I've posted before regarding Japan's woes and will add this to it. It is from tomorrow's WSJ and, again, I will say that their troubles are ours and they very well may bring our markets much lower. Trade smart.

October 2, 2001
Japan's Plunge Into Recession
Is Now Deeper Than Expected
By PETER LANDERS
Staff Reporter of THE WALL STREET JOURNAL

TOKYO -- Dismal results from an influential Bank of Japan survey of business sentiment suggest that Japan now faces an even broader and deeper recession than it expected before the Sept. 11 terrorist attacks in the U.S.

The central bank's survey shows that the so-called diffusion index for large manufacturers fell to minus 33 in the latest quarter from minus 16 three months ago. The survey asks businesspeople whether current conditions are good, bad, or so-so for them; the diffusion index measures the percentage saying "good" minus the percentage saying "bad," and then discards the so-so responses.

The results were slightly more bearish than economists had expected. The Bank of Japan said about 70% of companies responded after Sept. 11, suggesting that at least some companies probably factored in the expected slowdown in the U.S. when giving their answers. The survey, known as the tankan, is conducted every three months and takes place over several weeks. It asks respondents both about current business conditions as well as their outlook for the next three months.

**DATA PROVIDED:**
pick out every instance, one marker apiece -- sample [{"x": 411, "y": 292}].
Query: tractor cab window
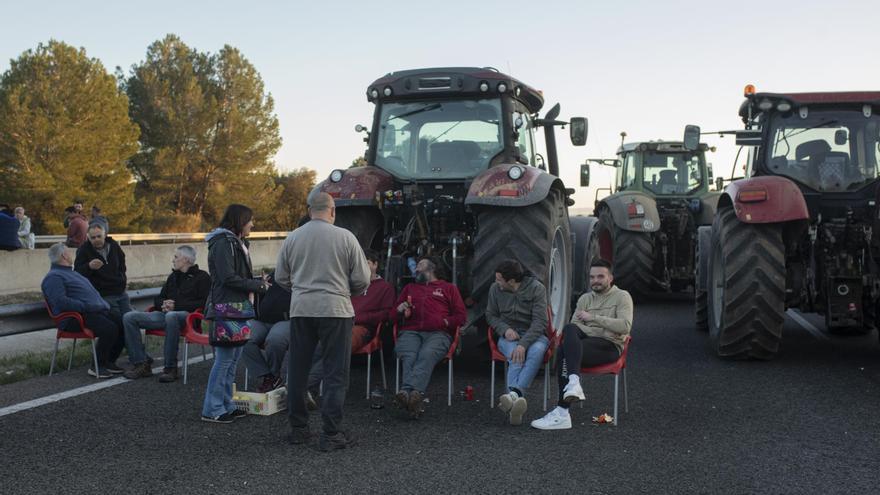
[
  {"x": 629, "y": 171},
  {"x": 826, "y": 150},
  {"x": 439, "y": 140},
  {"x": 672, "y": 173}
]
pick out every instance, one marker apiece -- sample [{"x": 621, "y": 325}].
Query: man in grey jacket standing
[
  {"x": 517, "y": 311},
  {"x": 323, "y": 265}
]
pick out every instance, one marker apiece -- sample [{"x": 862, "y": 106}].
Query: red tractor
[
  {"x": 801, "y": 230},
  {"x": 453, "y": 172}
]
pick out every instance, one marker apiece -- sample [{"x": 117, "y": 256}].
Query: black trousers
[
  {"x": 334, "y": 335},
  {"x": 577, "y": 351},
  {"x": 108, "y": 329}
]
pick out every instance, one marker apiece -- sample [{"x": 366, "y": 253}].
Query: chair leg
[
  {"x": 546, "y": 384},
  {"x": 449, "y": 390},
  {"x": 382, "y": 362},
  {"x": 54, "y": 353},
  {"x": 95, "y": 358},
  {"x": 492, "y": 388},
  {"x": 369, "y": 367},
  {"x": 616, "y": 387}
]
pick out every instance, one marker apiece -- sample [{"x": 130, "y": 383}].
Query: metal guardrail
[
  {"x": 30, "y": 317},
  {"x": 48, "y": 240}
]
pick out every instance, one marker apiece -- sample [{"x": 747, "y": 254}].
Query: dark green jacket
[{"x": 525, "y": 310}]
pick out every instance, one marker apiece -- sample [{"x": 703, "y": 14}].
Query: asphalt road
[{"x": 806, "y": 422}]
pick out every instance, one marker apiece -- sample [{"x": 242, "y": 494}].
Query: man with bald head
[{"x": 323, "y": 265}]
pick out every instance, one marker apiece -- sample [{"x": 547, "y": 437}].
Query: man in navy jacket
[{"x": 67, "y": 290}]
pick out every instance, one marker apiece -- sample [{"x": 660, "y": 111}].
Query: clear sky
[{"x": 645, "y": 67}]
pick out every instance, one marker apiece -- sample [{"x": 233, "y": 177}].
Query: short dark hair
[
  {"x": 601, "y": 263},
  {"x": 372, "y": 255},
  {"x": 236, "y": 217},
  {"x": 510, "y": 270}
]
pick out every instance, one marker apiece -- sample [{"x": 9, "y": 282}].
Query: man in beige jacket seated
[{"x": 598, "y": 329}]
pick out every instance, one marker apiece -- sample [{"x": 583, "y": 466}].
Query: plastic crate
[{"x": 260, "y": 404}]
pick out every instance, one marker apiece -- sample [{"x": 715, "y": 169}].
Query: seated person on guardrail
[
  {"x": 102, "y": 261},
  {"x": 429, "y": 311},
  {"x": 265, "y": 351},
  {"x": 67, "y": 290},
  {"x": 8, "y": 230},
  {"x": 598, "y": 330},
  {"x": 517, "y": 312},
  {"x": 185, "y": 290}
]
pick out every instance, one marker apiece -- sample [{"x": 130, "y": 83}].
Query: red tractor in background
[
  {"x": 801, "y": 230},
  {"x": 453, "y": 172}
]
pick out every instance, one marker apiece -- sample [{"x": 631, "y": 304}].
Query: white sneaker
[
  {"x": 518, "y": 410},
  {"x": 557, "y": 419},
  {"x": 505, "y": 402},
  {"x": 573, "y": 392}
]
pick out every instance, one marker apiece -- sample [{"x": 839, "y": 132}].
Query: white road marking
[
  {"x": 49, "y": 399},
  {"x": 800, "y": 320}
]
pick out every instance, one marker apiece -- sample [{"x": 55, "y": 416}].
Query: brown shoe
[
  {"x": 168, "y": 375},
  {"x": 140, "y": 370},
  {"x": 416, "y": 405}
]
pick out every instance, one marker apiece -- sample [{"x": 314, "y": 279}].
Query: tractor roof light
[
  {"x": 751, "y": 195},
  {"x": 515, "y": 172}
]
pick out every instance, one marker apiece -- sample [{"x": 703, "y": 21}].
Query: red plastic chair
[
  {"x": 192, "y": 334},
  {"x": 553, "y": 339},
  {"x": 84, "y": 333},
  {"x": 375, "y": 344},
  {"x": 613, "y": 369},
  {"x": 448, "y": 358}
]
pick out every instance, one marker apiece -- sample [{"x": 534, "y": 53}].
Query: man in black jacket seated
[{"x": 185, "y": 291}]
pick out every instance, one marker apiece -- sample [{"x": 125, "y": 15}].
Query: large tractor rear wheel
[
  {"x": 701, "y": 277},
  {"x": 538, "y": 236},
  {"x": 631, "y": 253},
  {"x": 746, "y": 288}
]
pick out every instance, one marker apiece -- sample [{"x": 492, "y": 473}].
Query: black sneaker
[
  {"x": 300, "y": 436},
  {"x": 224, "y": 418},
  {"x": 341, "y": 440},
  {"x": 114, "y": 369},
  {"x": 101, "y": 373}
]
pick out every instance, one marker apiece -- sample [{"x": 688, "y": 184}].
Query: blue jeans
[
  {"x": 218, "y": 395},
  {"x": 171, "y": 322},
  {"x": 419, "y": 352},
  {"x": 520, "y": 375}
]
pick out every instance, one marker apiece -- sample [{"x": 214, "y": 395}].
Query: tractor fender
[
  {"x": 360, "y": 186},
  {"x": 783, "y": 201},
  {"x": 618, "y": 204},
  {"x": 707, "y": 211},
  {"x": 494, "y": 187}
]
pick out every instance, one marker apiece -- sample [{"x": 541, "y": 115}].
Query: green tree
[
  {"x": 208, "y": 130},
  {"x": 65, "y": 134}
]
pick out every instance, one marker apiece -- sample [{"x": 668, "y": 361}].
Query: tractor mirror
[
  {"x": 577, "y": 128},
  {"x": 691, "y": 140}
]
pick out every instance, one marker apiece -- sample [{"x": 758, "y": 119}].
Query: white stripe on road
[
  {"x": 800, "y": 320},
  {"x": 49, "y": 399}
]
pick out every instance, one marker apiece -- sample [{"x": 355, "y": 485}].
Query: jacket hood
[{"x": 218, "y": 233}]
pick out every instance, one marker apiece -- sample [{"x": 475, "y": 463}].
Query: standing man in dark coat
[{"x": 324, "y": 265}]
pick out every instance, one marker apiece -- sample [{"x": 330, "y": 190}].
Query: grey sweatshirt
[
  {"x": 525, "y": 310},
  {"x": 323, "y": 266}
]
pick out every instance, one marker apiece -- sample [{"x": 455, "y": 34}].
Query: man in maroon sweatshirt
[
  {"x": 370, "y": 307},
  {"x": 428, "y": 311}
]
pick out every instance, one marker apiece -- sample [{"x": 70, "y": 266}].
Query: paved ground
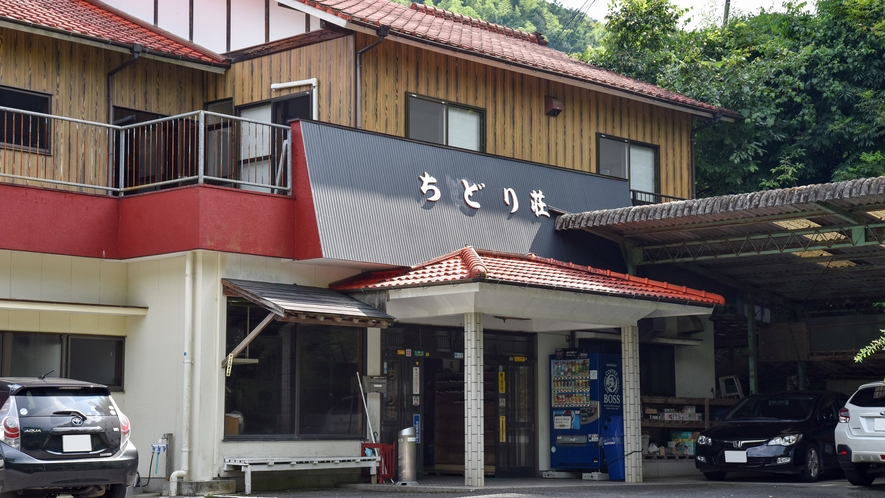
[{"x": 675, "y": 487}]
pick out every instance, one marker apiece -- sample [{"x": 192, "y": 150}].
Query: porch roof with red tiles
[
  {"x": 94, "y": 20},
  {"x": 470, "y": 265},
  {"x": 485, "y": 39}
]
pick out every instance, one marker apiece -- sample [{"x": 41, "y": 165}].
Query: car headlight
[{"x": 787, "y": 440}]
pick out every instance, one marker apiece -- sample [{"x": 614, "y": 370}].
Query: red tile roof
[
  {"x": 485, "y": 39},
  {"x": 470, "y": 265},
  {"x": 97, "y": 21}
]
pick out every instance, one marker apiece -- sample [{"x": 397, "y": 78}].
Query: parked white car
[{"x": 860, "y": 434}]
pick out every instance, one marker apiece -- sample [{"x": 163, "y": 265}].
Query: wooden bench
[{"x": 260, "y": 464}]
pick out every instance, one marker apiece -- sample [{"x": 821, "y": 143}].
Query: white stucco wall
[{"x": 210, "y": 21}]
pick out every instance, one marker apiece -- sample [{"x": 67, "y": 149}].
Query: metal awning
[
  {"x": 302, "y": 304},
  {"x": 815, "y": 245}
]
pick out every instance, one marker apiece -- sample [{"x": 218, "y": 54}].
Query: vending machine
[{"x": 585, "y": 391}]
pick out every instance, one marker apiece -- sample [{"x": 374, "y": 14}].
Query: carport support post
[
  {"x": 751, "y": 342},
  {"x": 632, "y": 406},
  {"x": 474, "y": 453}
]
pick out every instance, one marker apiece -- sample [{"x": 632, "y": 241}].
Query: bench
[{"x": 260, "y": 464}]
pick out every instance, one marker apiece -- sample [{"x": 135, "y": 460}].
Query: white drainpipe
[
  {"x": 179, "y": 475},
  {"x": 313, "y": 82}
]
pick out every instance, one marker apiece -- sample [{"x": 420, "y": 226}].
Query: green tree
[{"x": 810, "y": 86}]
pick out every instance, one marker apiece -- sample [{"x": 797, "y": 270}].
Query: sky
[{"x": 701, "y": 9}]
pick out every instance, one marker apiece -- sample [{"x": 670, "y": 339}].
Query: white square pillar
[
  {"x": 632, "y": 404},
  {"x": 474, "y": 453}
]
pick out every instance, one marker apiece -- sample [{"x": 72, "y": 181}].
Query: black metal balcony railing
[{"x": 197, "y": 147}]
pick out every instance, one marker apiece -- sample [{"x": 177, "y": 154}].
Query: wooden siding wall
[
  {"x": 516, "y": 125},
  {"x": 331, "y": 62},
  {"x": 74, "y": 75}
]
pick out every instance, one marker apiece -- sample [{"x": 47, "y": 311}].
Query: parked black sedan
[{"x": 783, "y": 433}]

**WHAT TO DO:**
Write out, word for word, the part of the Japan recession excerpt that opens with the words containing "The central bank's" and closes with "next three months.". The listing comes from a different source than the text above it.

**FINAL RESULT:**
The central bank's survey shows that the so-called diffusion index for large manufacturers fell to minus 33 in the latest quarter from minus 16 three months ago. The survey asks businesspeople whether current conditions are good, bad, or so-so for them; the diffusion index measures the percentage saying "good" minus the percentage saying "bad," and then discards the so-so responses.

The results were slightly more bearish than economists had expected. The Bank of Japan said about 70% of companies responded after Sept. 11, suggesting that at least some companies probably factored in the expected slowdown in the U.S. when giving their answers. The survey, known as the tankan, is conducted every three months and takes place over several weeks. It asks respondents both about current business conditions as well as their outlook for the next three months.